--- Written task ---
Identify the line that contains "with a-46 patch" in the material. Output it and every line after it, unchanged, through the end.

--- Supplied records ---
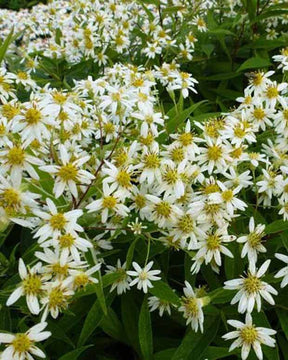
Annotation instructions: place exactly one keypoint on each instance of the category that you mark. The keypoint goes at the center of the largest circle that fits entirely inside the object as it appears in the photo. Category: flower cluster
(105, 175)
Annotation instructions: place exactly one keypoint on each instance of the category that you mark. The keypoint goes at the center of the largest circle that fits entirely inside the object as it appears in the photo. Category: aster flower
(251, 289)
(252, 241)
(248, 335)
(22, 345)
(143, 276)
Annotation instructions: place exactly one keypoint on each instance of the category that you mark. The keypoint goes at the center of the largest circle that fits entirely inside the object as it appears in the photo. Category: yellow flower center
(57, 299)
(227, 195)
(10, 198)
(16, 156)
(22, 75)
(59, 98)
(236, 153)
(259, 113)
(177, 154)
(170, 176)
(68, 172)
(32, 284)
(109, 202)
(151, 161)
(33, 116)
(252, 284)
(57, 269)
(66, 241)
(213, 242)
(249, 334)
(58, 221)
(254, 239)
(21, 343)
(124, 179)
(239, 132)
(186, 224)
(121, 158)
(257, 79)
(81, 280)
(163, 209)
(214, 152)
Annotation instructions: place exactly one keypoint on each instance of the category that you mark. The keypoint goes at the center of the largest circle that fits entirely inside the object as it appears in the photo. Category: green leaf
(100, 293)
(254, 63)
(164, 292)
(130, 315)
(194, 344)
(145, 331)
(283, 318)
(73, 355)
(92, 320)
(112, 326)
(177, 119)
(276, 226)
(164, 354)
(130, 253)
(5, 45)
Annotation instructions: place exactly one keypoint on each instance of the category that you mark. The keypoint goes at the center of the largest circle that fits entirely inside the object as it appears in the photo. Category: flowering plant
(144, 180)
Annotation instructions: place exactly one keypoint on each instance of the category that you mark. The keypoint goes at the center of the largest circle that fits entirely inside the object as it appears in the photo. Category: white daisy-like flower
(248, 335)
(155, 303)
(192, 308)
(228, 199)
(143, 276)
(253, 241)
(31, 286)
(211, 247)
(251, 289)
(123, 280)
(80, 278)
(56, 298)
(56, 223)
(69, 173)
(284, 271)
(111, 202)
(22, 346)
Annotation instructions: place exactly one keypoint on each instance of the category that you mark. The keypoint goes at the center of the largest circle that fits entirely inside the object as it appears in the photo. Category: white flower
(192, 308)
(110, 202)
(252, 241)
(22, 346)
(155, 303)
(143, 276)
(80, 278)
(31, 286)
(69, 173)
(123, 280)
(227, 198)
(56, 222)
(284, 271)
(251, 289)
(248, 335)
(211, 247)
(56, 298)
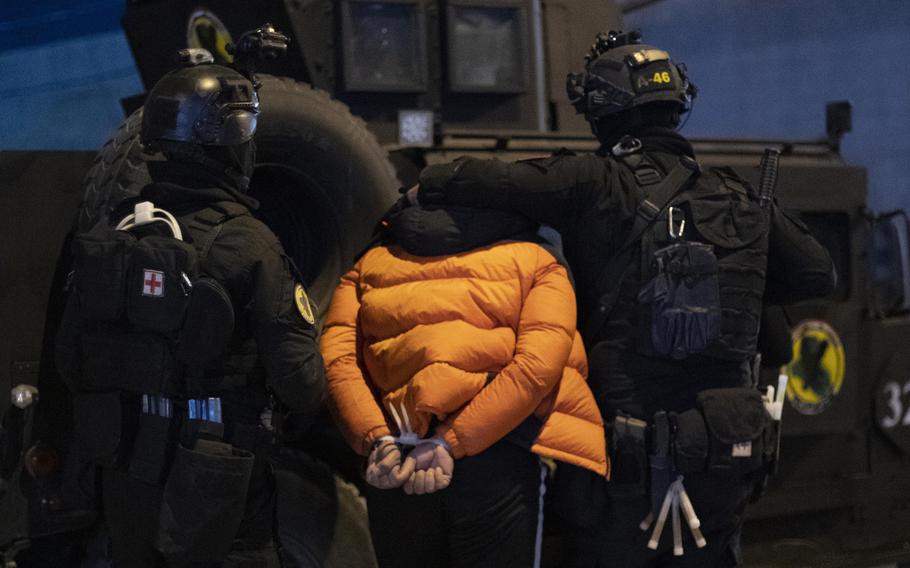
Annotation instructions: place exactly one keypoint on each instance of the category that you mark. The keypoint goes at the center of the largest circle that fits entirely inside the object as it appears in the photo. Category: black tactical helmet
(200, 103)
(621, 73)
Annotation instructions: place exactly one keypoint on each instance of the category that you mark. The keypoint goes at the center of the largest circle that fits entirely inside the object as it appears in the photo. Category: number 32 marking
(895, 405)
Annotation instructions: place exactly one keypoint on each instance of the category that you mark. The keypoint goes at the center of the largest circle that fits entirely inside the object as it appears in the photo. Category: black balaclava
(233, 164)
(613, 127)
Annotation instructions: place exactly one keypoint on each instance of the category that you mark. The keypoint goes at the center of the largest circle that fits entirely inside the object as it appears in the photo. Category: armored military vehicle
(371, 91)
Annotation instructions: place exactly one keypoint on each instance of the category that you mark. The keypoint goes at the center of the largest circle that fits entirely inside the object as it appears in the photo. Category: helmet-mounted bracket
(194, 56)
(604, 42)
(255, 46)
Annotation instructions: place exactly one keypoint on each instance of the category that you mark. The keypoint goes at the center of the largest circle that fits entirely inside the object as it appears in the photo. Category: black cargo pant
(488, 517)
(616, 539)
(132, 514)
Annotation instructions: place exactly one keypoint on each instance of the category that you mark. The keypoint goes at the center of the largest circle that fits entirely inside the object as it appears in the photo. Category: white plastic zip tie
(677, 531)
(774, 398)
(144, 213)
(407, 437)
(661, 519)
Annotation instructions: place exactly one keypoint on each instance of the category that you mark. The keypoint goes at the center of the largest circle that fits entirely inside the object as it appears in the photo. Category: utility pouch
(101, 258)
(578, 495)
(629, 453)
(737, 425)
(160, 280)
(131, 361)
(690, 447)
(203, 505)
(154, 439)
(681, 303)
(97, 427)
(208, 326)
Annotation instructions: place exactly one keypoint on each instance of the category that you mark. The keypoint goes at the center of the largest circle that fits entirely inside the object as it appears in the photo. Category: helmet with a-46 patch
(621, 73)
(200, 103)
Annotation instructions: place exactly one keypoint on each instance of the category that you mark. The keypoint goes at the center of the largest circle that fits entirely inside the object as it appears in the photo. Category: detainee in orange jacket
(468, 340)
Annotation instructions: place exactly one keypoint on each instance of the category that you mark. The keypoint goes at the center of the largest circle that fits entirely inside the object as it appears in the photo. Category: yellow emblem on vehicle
(303, 304)
(817, 369)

--- Reply ---
Annotation instructions: place exactly one keypoint on each instance of the category that you mark. The keypoint goes at the center of the largest circle that fits entirely inside the object as it appears in the photo. Category: helmet with a-46 patch
(621, 73)
(200, 103)
Annotation instructions: place exactly one keypoint on each instance of the category that you mark. The keypoint goes at the center of the largest circle that fits entirely inside the object as it appears in the photo. Category: detainee in orange jacket
(468, 340)
Annotation instructions: place exactly one keypoint on each instance of the category that you mark. The keypoint goes at the center of the largest circle that fits entirely inside the object as it appears in the photo. Category: yellow emblem on vehicle
(303, 304)
(817, 369)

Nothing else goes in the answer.